• Excerto da página:
Segundo Markle, isto deixava o casal desconfortável: “Porque é que eu daria às mesmas pessoas que estão a chamar o meu filho a palavra ’N’ [alusão a um termo racista] a sua fotografia, antes de poder partilhá-la com as pessoas que a amam?”.

Mais à frente na entrevista, a duquesa de Sussex considera que poderá ainda ser demasiado cedo para regressar ao universo online em nome próprio.

Será a história de amor dos Sussex o novo documentário da Netflix?

Há diferenças entre um documentário histórico e um documentário real, destacou Meghan Markle. A consideração veio a propósito da possibilidade de os Duques de Sussex estarem a produzir com a Netflix um conteúdo sobre a sua história, enquanto casal.

Foi um nim: Meghan não disse que sim, mas também não disse que não. Elogiou o trabalho com a realizadora Liz Garbus e deixou algumas ideias no ar. “Quando os media moldam a história à tua volta, é muito bom poderes ser tu a contá-la”, disse. “O pedaço da minha vida que não pude partilhar, que as pessoas não puderam ver, é a nossa história de amor”, diz, numa alusão à relação com o príncipe Harry.

Depois, lembra parte do discurso do seu casamento, em que concluiu que “acima de tudo, o amor vence.” É essa a sensação que quer gerar, seja qual for o molde do conteúdo que irá nascer com a plataforma de streaming: “Espero que seja esse o sentimento das pessoas quando virem qualquer conteúdo ou projeto em que estamos a trabalhar.”

Mesmo depois de despir o papel de princesa, Meghan ainda sente o peso estatuto

Meghan Markle partilha com Davis que ainda está consciente do impacto do seu “papel de princesa” e que, quando aparece em público, vai sempre ciente dele. “É importante pensar nisso porque, mesmo na entrevista com a Oprah [Winfrey], estava consciente do facto de que existem meninas que ficam, ‘Oh meu deus, é uma princesa da vida real”.

O seu desejo passa por transmitir a ideia de que é possível ter ambições maiores do que este estatuto: “Eu só olho para todas elas e penso: vocês têm dentro de vocês o poder para criar uma vida maior do que a de qualquer conto de fadas que leram. Não quero que isso signifique ‘um dia também te podes casar com um príncipe’, mas antes ‘ um dia podes encontrar o amor, podes encontrar a felicidade, podes enfrentar aquele que parece o maior dos obstáculos e encontrar a felicidade novamente.”

A dificuldade em “encaixar” na família real

Meghan Markle partilhou nesta conversa as já conhecidas dificuldades em ser membro da família real britânica, considerando que o facto de ser americana foi um obstáculo — não necessariamente por ser uma americana negra, ressalvou.

• Secção de dados:

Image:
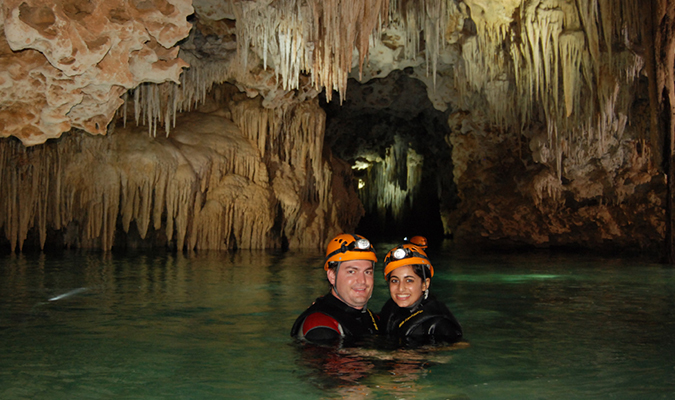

• Exercícios a fazer:
1. Reproduza do excerto sobre Meghan Markle o trecho entre "O seu desejo" e "americana negra, ressalvou.", inclusive.
2. Traduza para inglês esta frase do excerto sobre Meghan Markle: "Mais à frente na entrevista, a duquesa de Sussex considera que poderá ainda ser demasiado cedo para regressar ao universo online em nome próprio."
3. Prossiga, por favor, o excerto sobre Meghan Markle a partir do ponto em que termina.

• Respostas por ordem:
1.
O seu desejo passa por transmitir a ideia de que é possível ter ambições maiores do que este estatuto: “Eu só olho para todas elas e penso: vocês têm dentro de vocês o poder para criar uma vida maior do que a de qualquer conto de fadas que leram. Não quero que isso signifique ‘um dia também te podes casar com um príncipe’, mas antes ‘ um dia podes encontrar o amor, podes encontrar a felicidade, podes enfrentar aquele que parece o maior dos obstáculos e encontrar a felicidade novamente.”

A dificuldade em “encaixar” na família real

Meghan Markle partilhou nesta conversa as já conhecidas dificuldades em ser membro da família real britânica, considerando que o facto de ser americana foi um obstáculo — não necessariamente por ser uma americana negra, ressalvou.

2. Later in the interview, the Duchess of Sussex considers that it may still be too early to return to the online world under her own name.

3.
No início, encarou o papel de princesa, como faria com qualquer outro protagonista que lhe fosse atribuído num trabalho de representação.”Eu era atriz”, destacou. “Todo o meu trabalho era ‘digam-me onde posicionar-me, digam-me o que dizer, digam-me como dizer, digam-se o que vestir e eu faço-o’. E aparecia mais cedo e provavelmente cozinhava qualquer coisa para a equipa’”.

Aqui terá sido diferente. De acordo com Davis, o “seu desejo para fazer várias perguntas e de nunca se envolver em algo em que ela não pudesse participar parecia violar uma norma social tácita”.

Meghan e Harry teriam ido para qualquer país da Commonwealth para não beneficiar do dinheiro dos contribuintes do Reino Unido — e fugir aos tabloides

Desesperados por fugir aos ataques dos tabloides, Meghan partilhou que o casal estava disposto a mudar-se para qualquer país da Commonwealth e continuar a trabalhar como membro da realeza, mas deixando de beneficiar dos impostos dos contribuintes do Reino Unido — sob o pretexto de “interesse público”, era um dos argumentos que justificava aos medias o escrutínio das suas vidas privadas.

“Qualquer coisa… nós só por existirmos, estávamos a transtornar a dinâmica da hierarquia. Portanto, íamos embora. Por nós tudo bem. Felizes com isso”, desabafou. A duquesa de Sussex acrescentou que a mudança para outro país da Commonwealth não seria uma novidade entre os membros da família real. “Não era inventar a roda”, disse. Mas não conseguiram este acordo: “Isto, por algum motivo, não nos foi permitido, mesmo que outros membros da família real tivessem feito exatamente a mesma coisa.”

Quando questionada sobre o porquê de lhes ter sido negada essa possibilidade, Meghan repetiu a pergunta de volta, mas face ao silêncio da jornalista, disse apenas: “Não sei”.

Há espaço para perdoar a família real, mas duquesa de Sussex ainda está a “sarar”

Meghan nunca teve de assinar nenhum documento que a proibisse de falar sobre a família real. “Eu posso falar de toda a minha experiência e escolhi não o fazer. Porquê? “Ainda estou a sarar”, respondeu à jornalista.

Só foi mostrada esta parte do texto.